→ Objective: Leave out all pictures. Extract exactly the lines from the one containing "point: cherry tomato" through the end of the data.

→ Records for the exercise:
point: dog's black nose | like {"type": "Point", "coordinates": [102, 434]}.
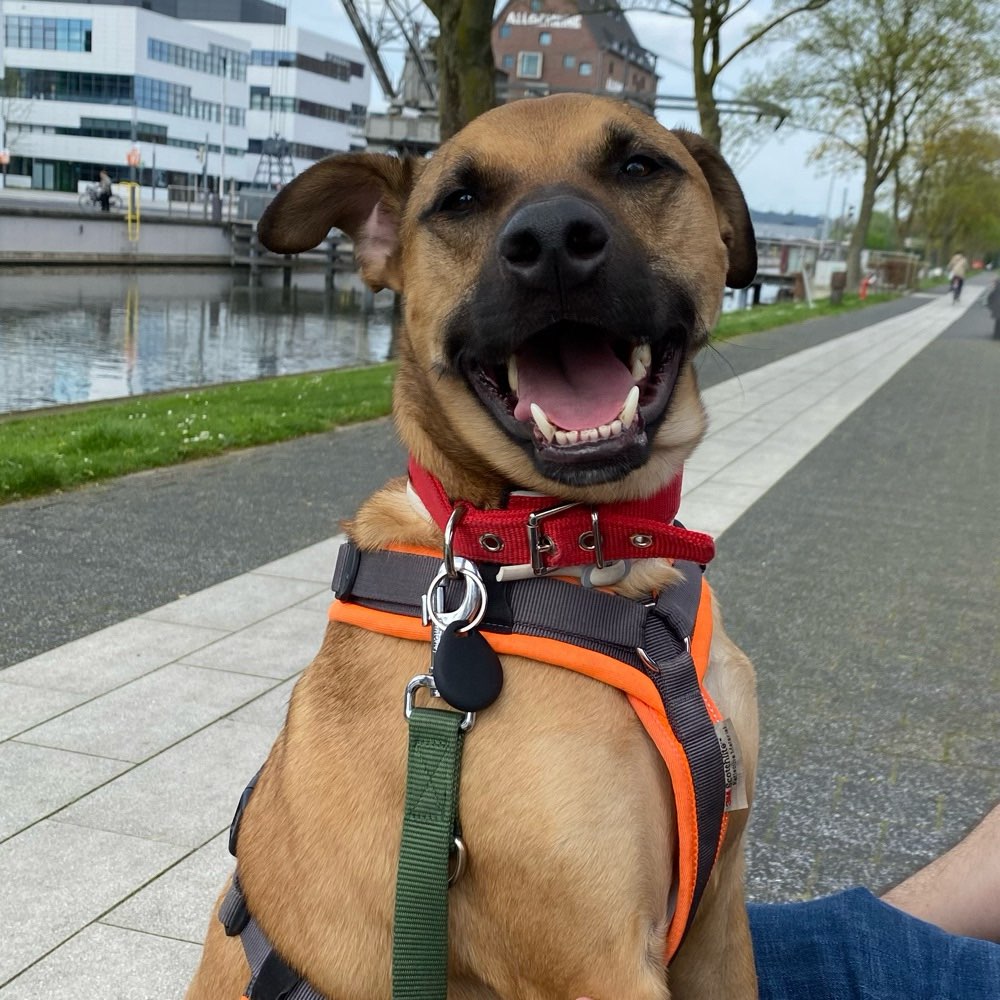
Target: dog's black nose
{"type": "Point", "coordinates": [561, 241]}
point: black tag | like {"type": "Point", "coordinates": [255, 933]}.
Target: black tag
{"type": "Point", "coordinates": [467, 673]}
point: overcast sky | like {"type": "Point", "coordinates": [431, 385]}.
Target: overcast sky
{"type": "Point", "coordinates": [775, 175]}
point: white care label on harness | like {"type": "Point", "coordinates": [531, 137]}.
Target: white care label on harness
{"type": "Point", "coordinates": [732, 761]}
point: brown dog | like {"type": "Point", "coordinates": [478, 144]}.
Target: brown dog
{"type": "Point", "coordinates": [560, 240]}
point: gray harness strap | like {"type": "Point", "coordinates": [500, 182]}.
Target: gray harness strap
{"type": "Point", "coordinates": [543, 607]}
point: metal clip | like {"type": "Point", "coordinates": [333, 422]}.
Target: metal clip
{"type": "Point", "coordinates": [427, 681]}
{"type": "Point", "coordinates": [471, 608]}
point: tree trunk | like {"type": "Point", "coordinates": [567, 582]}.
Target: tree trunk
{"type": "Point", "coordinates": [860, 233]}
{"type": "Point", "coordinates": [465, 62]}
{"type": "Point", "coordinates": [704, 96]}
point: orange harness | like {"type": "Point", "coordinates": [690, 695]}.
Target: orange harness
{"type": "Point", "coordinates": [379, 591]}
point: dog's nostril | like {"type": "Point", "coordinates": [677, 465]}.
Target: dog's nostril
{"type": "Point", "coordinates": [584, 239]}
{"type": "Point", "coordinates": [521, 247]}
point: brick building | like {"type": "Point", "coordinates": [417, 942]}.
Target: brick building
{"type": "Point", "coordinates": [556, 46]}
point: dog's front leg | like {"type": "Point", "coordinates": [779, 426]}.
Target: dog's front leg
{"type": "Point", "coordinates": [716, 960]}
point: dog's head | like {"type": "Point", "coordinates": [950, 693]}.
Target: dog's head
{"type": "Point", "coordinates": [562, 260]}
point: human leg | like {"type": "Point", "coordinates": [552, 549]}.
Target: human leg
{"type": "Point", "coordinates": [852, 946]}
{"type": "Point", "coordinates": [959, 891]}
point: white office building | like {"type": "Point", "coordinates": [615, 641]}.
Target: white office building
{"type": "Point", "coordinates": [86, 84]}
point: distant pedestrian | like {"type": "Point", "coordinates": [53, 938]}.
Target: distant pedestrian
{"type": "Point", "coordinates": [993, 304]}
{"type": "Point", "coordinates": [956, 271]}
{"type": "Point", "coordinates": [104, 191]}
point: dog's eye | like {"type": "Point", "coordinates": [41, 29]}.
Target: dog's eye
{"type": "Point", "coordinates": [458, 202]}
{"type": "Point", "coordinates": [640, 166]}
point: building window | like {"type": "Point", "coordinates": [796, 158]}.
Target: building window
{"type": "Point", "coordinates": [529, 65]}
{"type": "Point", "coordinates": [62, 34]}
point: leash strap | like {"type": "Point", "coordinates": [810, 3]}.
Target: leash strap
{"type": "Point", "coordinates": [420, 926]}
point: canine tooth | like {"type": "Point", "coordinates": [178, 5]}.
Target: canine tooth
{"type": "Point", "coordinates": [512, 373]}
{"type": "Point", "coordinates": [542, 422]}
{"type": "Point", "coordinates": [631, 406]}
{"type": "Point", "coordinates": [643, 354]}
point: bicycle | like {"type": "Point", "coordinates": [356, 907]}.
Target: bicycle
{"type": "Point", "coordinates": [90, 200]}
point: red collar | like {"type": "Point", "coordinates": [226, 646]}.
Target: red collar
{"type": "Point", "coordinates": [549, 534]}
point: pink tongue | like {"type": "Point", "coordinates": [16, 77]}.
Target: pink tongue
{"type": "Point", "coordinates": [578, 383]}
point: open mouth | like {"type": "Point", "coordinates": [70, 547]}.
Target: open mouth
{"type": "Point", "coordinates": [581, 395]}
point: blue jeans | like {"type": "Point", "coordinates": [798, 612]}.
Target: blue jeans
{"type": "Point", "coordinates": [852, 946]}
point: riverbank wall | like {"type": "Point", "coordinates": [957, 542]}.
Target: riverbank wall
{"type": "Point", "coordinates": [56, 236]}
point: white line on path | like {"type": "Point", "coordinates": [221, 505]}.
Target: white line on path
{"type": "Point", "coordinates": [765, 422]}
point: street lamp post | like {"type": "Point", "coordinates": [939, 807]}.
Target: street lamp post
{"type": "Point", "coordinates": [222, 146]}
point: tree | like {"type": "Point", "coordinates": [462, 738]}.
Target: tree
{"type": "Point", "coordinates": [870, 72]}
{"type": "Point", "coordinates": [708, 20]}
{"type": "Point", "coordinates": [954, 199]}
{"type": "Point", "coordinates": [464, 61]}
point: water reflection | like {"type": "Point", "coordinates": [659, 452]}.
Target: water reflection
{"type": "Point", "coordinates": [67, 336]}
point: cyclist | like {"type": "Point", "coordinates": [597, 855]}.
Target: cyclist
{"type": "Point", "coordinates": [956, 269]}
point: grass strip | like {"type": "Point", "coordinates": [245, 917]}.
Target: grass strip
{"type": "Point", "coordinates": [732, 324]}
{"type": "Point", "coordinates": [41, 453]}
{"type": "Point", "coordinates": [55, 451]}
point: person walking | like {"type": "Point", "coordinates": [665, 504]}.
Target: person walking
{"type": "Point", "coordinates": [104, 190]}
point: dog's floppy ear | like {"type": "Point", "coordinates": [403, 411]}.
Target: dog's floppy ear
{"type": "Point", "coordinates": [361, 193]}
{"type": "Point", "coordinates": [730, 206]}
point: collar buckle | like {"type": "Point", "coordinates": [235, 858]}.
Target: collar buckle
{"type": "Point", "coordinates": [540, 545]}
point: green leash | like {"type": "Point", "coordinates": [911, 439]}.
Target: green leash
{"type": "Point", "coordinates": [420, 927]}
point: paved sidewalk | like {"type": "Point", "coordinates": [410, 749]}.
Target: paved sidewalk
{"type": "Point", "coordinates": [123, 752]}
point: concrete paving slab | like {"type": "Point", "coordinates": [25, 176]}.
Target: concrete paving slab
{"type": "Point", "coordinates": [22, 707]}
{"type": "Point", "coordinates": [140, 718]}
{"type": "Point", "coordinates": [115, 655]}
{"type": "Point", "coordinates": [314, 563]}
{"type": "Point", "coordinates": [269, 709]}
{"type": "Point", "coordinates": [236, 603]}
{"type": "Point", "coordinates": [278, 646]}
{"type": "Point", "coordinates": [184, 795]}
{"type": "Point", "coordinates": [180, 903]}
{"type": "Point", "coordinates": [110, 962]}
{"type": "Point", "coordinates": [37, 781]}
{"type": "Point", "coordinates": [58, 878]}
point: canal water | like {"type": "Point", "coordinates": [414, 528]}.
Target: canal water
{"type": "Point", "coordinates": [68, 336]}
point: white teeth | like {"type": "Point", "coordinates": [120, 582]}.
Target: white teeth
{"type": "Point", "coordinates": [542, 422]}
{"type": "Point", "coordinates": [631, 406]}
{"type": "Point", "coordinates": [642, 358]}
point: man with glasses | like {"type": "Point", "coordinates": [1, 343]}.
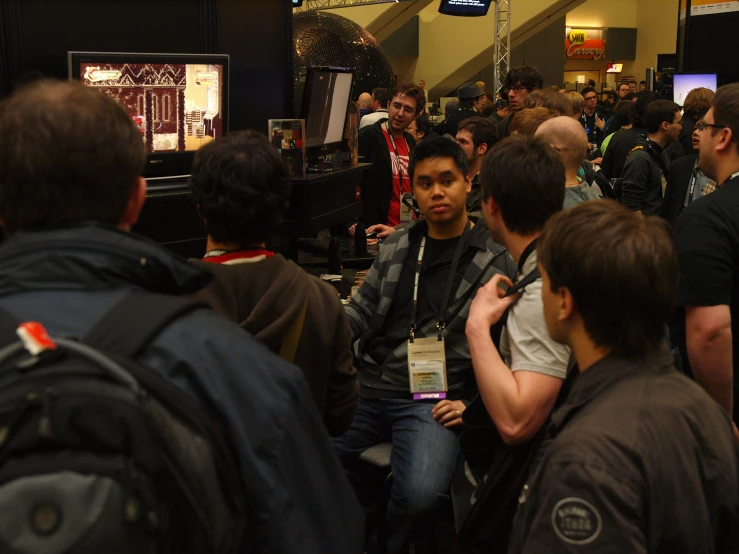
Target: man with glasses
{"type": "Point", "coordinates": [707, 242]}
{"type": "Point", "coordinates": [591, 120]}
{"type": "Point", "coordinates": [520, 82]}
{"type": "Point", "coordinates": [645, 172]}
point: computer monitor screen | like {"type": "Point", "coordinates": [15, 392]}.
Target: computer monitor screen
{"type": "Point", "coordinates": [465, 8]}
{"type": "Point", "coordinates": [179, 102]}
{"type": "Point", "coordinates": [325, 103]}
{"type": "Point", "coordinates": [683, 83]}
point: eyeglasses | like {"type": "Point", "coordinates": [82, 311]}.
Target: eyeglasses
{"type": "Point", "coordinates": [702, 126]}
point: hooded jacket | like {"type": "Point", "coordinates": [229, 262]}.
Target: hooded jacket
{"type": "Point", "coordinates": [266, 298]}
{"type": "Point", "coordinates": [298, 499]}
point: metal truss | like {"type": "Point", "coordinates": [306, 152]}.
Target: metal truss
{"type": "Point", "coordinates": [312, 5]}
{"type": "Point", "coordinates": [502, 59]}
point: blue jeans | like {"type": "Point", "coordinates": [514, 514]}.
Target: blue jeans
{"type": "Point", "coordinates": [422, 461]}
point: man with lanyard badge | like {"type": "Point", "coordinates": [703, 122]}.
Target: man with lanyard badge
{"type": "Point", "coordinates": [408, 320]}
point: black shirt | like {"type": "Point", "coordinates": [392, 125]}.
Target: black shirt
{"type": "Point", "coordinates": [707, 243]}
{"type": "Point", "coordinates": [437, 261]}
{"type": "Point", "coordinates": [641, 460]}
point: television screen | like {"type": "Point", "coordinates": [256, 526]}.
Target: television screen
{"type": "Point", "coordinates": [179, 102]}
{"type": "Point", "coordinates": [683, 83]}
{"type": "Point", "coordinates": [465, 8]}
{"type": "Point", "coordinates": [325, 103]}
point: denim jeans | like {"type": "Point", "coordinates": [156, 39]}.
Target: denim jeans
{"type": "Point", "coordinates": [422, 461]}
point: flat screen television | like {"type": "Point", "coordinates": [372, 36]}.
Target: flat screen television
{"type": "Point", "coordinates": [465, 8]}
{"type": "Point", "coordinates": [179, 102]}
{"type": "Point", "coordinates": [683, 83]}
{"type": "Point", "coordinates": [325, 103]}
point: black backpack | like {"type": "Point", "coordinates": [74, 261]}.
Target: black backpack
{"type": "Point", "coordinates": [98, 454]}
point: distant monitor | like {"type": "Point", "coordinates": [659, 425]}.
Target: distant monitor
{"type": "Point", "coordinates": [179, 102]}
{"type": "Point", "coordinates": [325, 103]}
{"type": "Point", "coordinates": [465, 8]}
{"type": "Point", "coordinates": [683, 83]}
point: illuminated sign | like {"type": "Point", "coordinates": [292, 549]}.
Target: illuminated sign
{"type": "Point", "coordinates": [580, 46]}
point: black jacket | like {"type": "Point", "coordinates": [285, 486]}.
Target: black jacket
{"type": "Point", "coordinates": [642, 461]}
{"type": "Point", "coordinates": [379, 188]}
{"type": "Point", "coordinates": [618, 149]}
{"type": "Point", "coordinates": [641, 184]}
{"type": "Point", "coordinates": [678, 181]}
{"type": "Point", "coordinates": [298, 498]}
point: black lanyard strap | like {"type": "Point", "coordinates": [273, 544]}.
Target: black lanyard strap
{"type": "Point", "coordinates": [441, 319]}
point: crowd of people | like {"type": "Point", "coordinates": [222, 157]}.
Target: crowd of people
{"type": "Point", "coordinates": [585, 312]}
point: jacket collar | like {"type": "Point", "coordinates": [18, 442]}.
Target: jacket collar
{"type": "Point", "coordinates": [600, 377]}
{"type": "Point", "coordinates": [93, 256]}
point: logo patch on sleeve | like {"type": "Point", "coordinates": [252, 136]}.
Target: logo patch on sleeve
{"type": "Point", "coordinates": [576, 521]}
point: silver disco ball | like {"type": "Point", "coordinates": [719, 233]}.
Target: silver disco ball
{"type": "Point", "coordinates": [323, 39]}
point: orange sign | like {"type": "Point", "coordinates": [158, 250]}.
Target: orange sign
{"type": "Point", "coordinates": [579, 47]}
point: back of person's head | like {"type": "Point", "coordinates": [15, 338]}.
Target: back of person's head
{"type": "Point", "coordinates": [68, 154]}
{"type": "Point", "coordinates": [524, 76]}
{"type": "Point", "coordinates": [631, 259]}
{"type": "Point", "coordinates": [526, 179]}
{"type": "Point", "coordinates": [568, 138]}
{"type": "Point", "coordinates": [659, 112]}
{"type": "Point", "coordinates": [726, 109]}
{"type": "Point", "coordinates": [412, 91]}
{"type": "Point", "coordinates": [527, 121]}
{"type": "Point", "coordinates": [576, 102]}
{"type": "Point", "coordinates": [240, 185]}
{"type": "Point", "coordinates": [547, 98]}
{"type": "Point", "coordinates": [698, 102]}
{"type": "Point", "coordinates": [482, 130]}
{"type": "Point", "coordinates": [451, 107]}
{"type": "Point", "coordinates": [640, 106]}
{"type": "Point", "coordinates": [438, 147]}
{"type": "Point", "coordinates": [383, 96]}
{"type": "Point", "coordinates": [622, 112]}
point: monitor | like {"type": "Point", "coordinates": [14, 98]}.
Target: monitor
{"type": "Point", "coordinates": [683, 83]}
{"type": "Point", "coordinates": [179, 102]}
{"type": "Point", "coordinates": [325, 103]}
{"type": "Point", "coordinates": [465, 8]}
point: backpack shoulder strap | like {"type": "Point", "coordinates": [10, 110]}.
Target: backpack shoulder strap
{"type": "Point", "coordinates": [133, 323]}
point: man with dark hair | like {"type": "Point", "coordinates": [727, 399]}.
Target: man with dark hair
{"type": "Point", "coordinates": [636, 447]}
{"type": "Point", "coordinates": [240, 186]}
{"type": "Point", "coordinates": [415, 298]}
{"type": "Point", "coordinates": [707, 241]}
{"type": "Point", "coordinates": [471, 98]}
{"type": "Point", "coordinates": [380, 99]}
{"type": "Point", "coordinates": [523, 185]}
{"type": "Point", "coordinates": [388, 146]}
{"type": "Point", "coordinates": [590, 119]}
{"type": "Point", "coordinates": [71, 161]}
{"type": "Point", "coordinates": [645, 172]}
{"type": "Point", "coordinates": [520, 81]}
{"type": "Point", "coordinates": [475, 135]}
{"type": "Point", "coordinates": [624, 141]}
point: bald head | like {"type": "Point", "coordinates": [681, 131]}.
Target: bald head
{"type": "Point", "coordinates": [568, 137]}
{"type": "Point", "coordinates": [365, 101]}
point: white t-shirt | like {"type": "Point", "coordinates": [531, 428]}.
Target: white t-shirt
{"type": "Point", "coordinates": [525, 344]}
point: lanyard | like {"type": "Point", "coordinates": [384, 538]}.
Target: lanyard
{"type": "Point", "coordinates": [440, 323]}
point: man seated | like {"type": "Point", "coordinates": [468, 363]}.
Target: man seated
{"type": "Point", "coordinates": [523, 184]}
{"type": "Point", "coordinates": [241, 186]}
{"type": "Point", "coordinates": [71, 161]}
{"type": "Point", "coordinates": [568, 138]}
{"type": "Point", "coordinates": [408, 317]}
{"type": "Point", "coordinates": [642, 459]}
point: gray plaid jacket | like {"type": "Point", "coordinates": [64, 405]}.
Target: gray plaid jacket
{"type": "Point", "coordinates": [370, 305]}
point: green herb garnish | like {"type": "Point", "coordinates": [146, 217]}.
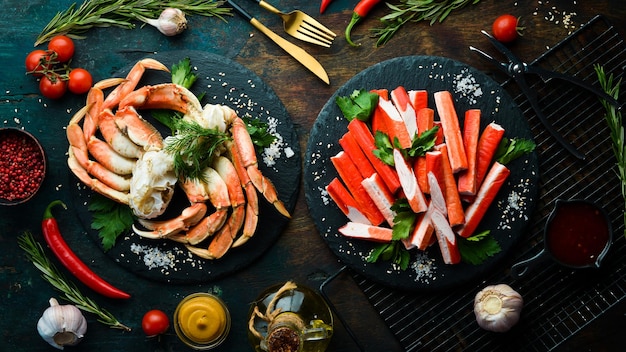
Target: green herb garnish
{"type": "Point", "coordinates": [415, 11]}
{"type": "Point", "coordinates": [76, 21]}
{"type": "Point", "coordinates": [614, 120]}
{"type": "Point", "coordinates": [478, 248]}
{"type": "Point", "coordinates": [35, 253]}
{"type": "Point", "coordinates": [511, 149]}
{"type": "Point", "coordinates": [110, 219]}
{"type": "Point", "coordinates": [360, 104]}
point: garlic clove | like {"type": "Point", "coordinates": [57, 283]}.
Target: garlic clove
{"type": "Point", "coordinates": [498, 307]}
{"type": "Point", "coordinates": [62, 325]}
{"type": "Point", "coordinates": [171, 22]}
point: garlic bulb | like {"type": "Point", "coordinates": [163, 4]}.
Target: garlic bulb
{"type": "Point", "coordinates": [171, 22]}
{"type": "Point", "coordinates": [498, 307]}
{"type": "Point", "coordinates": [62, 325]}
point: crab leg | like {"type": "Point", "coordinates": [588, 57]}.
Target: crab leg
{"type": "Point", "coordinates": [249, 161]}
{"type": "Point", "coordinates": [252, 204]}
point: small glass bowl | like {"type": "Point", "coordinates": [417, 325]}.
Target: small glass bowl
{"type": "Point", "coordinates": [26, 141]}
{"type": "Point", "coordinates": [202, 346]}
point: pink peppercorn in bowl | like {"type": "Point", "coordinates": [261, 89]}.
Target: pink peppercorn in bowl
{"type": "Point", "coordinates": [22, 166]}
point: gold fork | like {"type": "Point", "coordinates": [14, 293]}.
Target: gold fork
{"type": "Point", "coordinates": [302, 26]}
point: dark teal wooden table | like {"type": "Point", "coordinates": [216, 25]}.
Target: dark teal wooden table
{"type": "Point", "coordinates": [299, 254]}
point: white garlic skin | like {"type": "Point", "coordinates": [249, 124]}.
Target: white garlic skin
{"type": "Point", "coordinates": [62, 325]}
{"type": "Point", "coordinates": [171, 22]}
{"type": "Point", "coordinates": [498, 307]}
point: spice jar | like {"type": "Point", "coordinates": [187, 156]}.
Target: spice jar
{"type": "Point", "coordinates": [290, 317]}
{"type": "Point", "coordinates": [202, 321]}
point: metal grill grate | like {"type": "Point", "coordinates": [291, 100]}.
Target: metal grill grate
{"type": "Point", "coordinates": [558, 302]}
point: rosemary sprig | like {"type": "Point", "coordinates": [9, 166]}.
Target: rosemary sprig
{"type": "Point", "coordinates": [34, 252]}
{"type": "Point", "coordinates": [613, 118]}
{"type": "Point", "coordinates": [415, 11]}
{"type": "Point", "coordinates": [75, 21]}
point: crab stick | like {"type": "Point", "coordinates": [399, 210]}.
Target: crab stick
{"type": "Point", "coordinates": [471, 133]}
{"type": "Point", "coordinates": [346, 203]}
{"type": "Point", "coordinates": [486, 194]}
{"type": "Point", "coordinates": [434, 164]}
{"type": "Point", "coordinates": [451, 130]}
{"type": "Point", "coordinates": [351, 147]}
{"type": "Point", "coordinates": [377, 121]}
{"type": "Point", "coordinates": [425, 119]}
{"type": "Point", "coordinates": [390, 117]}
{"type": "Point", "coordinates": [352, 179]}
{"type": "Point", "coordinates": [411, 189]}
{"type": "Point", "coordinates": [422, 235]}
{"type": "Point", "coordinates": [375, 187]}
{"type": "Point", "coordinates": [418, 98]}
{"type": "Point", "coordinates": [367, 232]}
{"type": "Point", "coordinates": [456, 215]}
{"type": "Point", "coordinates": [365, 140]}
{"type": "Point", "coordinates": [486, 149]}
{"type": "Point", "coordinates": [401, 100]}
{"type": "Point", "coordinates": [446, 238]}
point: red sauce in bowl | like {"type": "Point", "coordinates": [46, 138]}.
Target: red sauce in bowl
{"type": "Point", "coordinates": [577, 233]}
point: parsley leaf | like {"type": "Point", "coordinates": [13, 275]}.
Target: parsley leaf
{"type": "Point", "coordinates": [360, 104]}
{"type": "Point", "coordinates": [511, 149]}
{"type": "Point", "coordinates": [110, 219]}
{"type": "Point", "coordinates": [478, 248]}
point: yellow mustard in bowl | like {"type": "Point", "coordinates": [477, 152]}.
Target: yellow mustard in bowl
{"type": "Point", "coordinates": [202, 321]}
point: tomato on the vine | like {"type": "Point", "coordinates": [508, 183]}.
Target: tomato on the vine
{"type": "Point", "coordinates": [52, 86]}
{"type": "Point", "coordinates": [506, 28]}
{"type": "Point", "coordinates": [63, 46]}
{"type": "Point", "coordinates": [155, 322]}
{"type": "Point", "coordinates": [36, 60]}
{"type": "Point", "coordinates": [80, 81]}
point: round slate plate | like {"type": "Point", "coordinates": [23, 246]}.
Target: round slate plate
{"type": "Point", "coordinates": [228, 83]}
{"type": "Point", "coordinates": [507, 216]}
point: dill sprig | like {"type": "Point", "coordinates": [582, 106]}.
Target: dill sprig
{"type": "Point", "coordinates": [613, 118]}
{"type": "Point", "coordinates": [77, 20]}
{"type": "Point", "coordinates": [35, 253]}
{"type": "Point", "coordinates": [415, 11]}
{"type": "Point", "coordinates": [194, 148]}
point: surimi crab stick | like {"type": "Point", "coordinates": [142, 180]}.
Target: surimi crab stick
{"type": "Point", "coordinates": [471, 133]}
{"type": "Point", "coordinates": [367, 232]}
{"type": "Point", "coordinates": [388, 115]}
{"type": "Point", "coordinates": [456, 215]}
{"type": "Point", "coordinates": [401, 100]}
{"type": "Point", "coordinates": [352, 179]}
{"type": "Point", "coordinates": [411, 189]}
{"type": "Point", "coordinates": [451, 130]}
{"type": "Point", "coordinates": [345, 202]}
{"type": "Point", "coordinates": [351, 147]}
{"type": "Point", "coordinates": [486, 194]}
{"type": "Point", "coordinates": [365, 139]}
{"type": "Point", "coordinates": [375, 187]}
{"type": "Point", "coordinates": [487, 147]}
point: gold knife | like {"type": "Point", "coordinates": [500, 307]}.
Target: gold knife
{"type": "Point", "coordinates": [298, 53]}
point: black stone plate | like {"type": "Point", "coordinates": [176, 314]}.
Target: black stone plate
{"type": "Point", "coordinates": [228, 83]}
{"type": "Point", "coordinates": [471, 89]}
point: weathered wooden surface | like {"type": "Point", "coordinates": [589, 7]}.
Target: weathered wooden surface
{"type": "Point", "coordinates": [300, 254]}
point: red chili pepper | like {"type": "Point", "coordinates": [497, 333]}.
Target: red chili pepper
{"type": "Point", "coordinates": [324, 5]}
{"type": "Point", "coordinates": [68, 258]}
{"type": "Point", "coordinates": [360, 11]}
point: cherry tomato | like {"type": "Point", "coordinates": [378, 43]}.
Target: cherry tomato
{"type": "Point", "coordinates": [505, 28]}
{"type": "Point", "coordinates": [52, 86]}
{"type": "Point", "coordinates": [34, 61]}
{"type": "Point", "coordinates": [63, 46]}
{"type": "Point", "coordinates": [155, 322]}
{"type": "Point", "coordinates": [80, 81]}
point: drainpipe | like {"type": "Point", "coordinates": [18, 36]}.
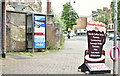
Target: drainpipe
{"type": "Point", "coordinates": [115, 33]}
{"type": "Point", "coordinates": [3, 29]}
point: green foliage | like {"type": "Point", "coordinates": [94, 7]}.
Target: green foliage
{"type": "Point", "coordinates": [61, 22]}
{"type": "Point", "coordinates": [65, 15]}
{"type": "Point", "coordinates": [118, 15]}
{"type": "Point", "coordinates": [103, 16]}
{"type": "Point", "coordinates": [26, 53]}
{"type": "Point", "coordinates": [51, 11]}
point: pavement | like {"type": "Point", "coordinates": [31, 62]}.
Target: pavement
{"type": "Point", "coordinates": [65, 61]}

→ Complete output:
point: cherry tomato | like {"type": "Point", "coordinates": [378, 43]}.
Target: cherry tomato
{"type": "Point", "coordinates": [505, 28]}
{"type": "Point", "coordinates": [52, 86]}
{"type": "Point", "coordinates": [34, 61]}
{"type": "Point", "coordinates": [63, 46]}
{"type": "Point", "coordinates": [155, 322]}
{"type": "Point", "coordinates": [80, 81]}
point: drainpipe | like {"type": "Point", "coordinates": [18, 36]}.
Target: drainpipe
{"type": "Point", "coordinates": [115, 33]}
{"type": "Point", "coordinates": [3, 29]}
point: green foliage | like {"type": "Point", "coordinates": [94, 7]}.
Target: green foliage
{"type": "Point", "coordinates": [61, 22]}
{"type": "Point", "coordinates": [65, 15]}
{"type": "Point", "coordinates": [118, 15]}
{"type": "Point", "coordinates": [103, 16]}
{"type": "Point", "coordinates": [26, 53]}
{"type": "Point", "coordinates": [51, 11]}
point: pavement | like {"type": "Point", "coordinates": [31, 62]}.
Target: pavement
{"type": "Point", "coordinates": [65, 61]}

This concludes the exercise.